_Written exercise_
Transcribe each of the items below word for word, keeping every line as it stands. Omit the pictures from your transcription.

[Rows taken from a dataset]

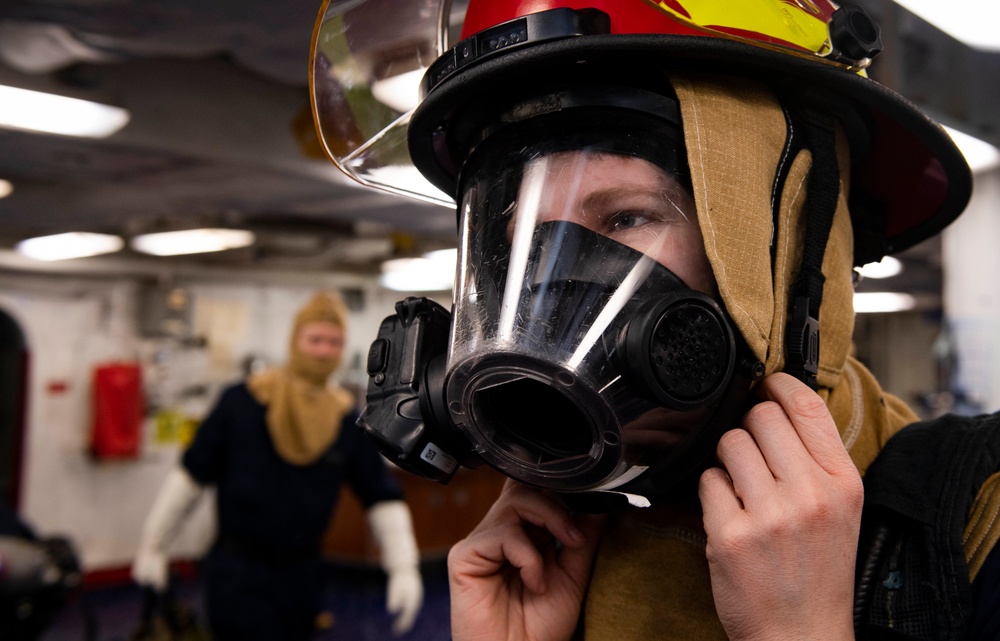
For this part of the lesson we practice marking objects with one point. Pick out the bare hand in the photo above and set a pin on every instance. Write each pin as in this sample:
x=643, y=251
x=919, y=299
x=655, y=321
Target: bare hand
x=782, y=516
x=521, y=574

_Solution for this task_
For this part of the lesson we practice marking objects with one point. Pick out the bare hand in the photo above and set a pin on every instance. Write each pin as in this sample:
x=643, y=251
x=919, y=299
x=655, y=321
Target: bare hand
x=782, y=516
x=521, y=574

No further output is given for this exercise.